§ **LIST OF TASKS**
a: Echo the part of the mailing-list post about the Bayesian filter that starts at "I posted the" and ends at "filter isn't used)".
b: Decide whether each statement agrees with the mailing-list post about the Bayesian filter: (i) the mailserver runs Postfix on CentOS; (ii) the poster is running amavisd-new version 3.3.1; (iii) the poster thinks the SpamAssassin config files are spread over several directories. Answer yes or no for each, and quote the deciding words of the post.
c: Continue the mailing-list post about enabling the Bayesian filter with amavisd-new and SpamAssassin, starting right after its last sentence.

§ **SOURCE EXCERPT**
------------------------------------
Enabling Bayesian filter with amavisd-new + Spamassassin

Thu Sep 25 17:17:25 CEST 2014

I posted the following message on ServerFault several days ago, but since
it has gotten very little attention, I thought I would ask on this mailing
list.

I'm trying to figure out a few things:
1) If SpamAssassin is configured properly and I'm editing the proper config
files
2) How I can get the Bayes filter's headers into my emails (even if the
Bayes filter isn't used)
3) How many messages (100 vs. 200) that Bayes has to be trained on (with
sa-learn) and if that's ultimately the issue I'm experiencing right now.

Here's the original post below:

I run a Postfix mailserver on CentOS, and am trying to enable
Spamassassin's bayes filter, but I seem to be missing something.

We're running amavisd-new 2.9.1:

Name        : amavisd-new
Arch        : noarch
Version     : 2.9.1
Release     : 2.el6
Size        : 3.0 M
Repo        : installed
>From repo   : epel

.... with Spamassassin 3.3.1:

Installed Packages
Name        : spamassassin
Arch        : x86_64
Version     : 3.3.1
Release     : 3.el6
Size        : 3.1 M
Repo        : installed
>From repo   : updates

>From what I can tell, my only spamassassin config files are located in
/etc/mail/spamassassin.
------------------------------------
§ **DATA EXCERPTS**
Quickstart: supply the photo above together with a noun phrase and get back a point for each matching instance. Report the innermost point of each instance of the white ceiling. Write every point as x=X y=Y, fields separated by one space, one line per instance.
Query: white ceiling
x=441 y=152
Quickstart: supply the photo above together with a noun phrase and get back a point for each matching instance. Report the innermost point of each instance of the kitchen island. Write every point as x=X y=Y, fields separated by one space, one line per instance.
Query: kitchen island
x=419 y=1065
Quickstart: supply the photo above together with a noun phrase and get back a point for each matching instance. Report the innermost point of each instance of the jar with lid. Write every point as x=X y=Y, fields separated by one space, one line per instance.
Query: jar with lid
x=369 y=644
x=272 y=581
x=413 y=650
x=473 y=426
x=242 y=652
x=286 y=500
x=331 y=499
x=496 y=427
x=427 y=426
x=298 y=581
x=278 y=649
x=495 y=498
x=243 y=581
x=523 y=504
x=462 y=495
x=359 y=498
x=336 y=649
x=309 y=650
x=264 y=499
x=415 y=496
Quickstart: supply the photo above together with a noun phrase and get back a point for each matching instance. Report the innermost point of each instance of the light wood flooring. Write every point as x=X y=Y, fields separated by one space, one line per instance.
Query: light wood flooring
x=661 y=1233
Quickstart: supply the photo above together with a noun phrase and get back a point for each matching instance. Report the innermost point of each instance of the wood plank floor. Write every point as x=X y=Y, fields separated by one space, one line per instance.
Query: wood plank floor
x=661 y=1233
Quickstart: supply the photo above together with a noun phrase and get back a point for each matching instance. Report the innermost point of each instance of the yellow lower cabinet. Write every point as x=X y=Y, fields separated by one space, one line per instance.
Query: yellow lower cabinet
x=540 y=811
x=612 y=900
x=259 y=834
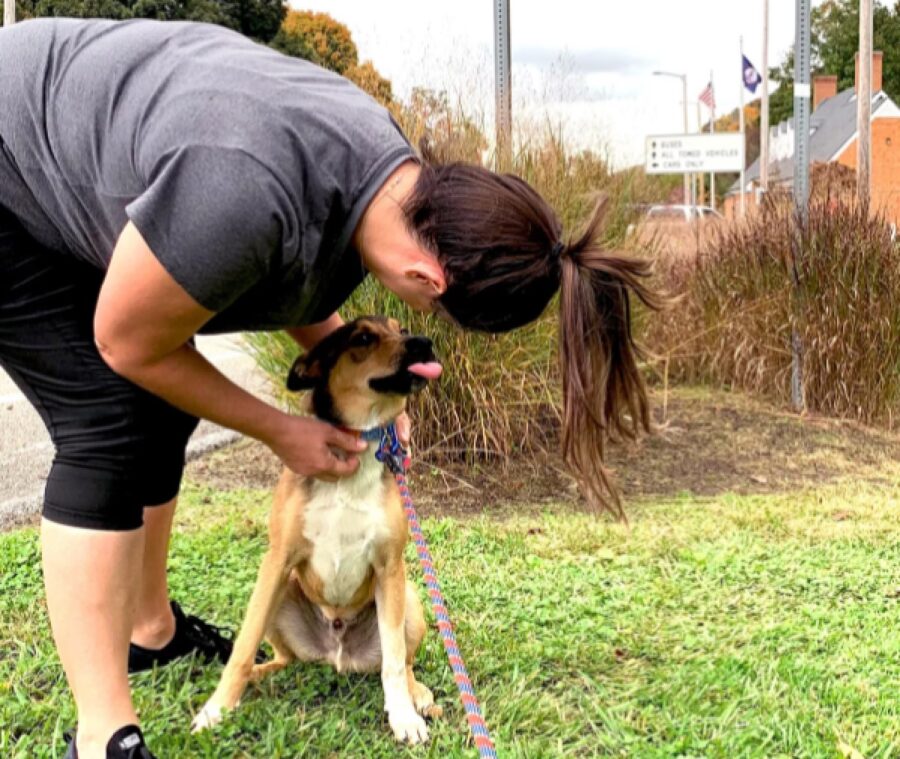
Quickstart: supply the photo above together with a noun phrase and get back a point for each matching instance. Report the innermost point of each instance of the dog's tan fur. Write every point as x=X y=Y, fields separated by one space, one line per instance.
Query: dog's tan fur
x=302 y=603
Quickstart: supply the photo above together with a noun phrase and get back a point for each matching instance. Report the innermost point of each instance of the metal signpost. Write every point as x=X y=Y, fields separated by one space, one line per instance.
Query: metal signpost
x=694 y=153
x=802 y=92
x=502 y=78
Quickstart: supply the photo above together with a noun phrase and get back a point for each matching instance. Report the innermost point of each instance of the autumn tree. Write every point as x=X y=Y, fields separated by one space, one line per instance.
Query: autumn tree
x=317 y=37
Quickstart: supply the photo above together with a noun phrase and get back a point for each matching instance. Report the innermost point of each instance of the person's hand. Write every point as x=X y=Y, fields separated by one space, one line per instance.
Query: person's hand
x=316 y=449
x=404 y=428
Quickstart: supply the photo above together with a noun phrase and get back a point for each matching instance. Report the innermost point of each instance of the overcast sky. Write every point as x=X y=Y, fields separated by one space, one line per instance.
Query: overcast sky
------------------------------------
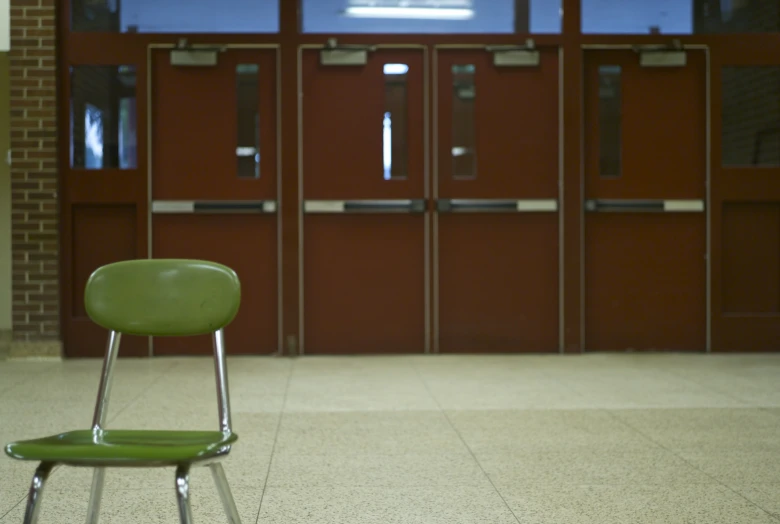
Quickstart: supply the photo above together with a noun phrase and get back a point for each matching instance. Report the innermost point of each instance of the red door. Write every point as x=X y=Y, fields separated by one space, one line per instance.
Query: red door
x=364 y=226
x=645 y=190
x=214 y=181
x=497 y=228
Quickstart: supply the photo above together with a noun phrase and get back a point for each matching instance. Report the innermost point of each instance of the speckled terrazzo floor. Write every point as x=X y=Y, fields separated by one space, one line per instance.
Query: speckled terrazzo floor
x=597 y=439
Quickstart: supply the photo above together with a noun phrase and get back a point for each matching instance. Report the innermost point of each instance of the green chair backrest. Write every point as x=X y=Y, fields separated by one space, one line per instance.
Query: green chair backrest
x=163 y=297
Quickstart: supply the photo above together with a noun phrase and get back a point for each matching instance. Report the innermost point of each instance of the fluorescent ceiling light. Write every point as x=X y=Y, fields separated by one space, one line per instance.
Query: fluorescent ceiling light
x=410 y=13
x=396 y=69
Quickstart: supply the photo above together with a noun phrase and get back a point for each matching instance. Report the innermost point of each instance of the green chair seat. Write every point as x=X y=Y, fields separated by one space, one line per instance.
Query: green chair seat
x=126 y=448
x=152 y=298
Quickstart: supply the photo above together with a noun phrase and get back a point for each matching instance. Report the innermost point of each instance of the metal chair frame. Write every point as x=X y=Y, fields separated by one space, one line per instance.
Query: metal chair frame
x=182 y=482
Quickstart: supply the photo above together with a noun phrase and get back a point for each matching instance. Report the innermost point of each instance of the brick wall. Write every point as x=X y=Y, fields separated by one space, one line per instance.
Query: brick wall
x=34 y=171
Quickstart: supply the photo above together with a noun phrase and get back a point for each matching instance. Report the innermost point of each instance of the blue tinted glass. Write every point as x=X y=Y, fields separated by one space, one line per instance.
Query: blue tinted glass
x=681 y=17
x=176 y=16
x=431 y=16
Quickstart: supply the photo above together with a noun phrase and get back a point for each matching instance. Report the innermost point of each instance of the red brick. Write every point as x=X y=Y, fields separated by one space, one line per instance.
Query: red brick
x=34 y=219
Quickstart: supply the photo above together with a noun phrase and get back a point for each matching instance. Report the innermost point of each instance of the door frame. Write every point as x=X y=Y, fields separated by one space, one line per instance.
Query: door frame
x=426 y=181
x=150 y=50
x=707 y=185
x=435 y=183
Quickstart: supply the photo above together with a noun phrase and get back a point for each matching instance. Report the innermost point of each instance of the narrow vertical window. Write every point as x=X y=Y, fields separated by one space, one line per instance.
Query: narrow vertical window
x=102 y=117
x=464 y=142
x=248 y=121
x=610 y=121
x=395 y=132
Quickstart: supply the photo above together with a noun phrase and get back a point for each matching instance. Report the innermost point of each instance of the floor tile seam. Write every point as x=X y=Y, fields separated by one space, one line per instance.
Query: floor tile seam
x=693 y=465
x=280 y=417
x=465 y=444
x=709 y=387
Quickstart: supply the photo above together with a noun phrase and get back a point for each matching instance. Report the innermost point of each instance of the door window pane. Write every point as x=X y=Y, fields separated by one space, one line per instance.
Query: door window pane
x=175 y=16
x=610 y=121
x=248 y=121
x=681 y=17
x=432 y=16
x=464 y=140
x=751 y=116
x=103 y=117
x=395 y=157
------------------------------------
§ **EXERCISE ANSWERS**
a:
I posted the following message on ServerFault several days ago, but since
it has gotten very little attention, I thought I would ask on this mailing
list.

I'm trying to figure out a few things:
1) If SpamAssassin is configured properly and I'm editing the proper config
files
2) How I can get the Bayes filter's headers into my emails (even if the
Bayes filter isn't used)

b:
(i) Yes: "I run a Postfix mailserver on CentOS"
(ii) No: "We're running amavisd-new 2.9.1"
(iii) No: "my only spamassassin config files are located in /etc/mail/spamassassin"

c:
The local.cf file in this directory contains the following:

# These values can be overridden by editing ~/.spamassassin/user_prefs.cf
# (see spamassassin(1) for details)

# These should be safe assumptions and allow for simple visual sifting
# without risking lost emails.

required_hits 5
report_safe 0
rewrite_header Subject [SPAM]
use_bayes 1
bayes_auto_learn 1
bayes_auto_expire 0
bayes_path /var/amavis/var/.spamassassin/

amavisd.conf is located in /etc/amavisd/, and I *think* I've included all
of the configurations I need to in order to turn spamassassin "on" but I'm
not positive.

Some websites I've read indicate that the bayesian filter needs to be
trained on 100 messages (for both spam and non-spam messages) using sa-learn,
but I've seen at least 1 website indicating the filter needs to be trained
on 200 messages. That said, I can confirm I've trained the filter on at
least 100 spam messages.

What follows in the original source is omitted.